» WRITTEN TASK:
Edit the rows below by replacing "soup" with "broth" and leaving everything else unchanged. Omit the pictures from your answer.

» DATA FOR PROCESSING:
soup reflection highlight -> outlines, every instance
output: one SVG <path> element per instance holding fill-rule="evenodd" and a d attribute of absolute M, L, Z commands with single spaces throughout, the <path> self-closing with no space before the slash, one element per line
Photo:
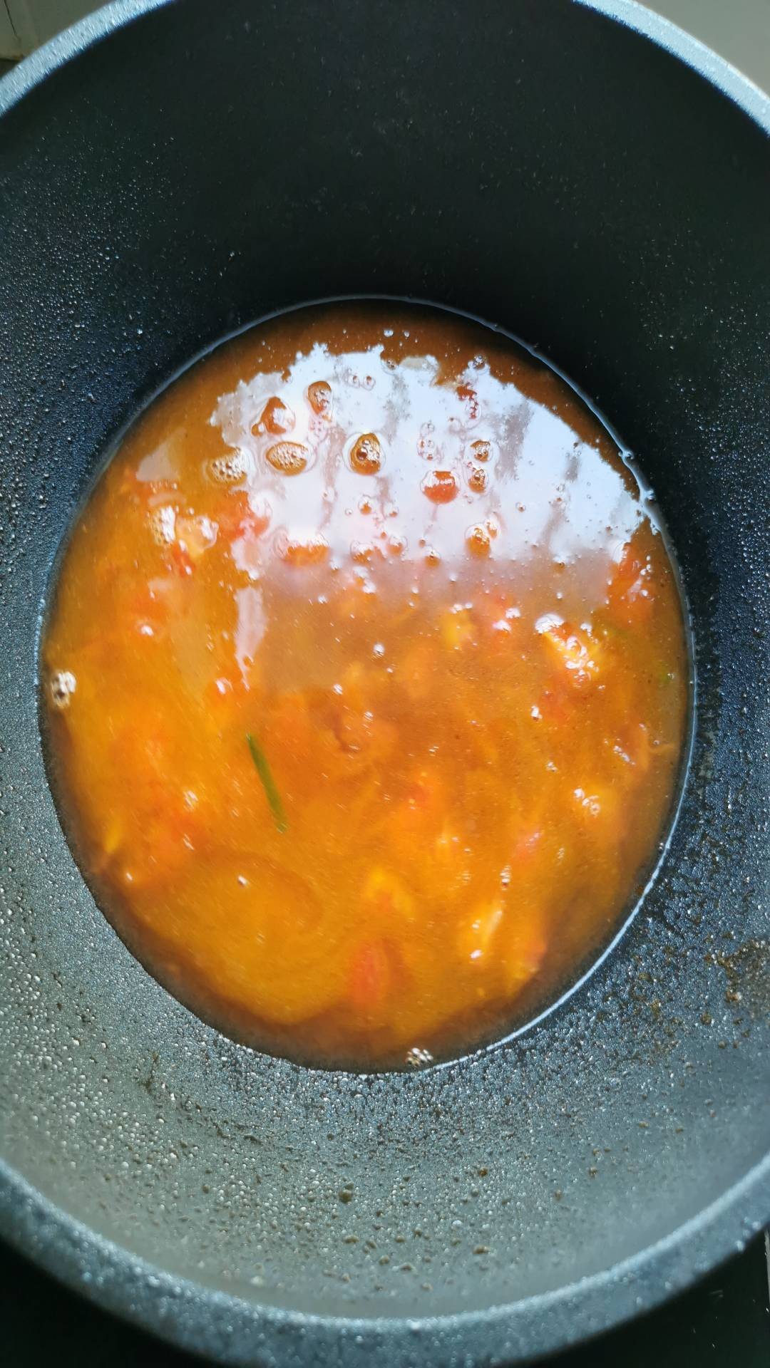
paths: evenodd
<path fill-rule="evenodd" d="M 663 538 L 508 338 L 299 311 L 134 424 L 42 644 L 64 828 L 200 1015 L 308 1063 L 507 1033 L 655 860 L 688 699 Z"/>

» RESULT:
broth reflection highlight -> outlines, every instance
output: one SVG <path> element per instance holding fill-rule="evenodd" and a d attribute of absolute M, L, Z commands with single spaces throughout, the <path> self-closing with no space before the slash, one element per line
Photo:
paths: evenodd
<path fill-rule="evenodd" d="M 663 538 L 508 338 L 299 311 L 134 424 L 42 644 L 64 828 L 200 1015 L 308 1063 L 507 1033 L 655 860 L 688 699 Z"/>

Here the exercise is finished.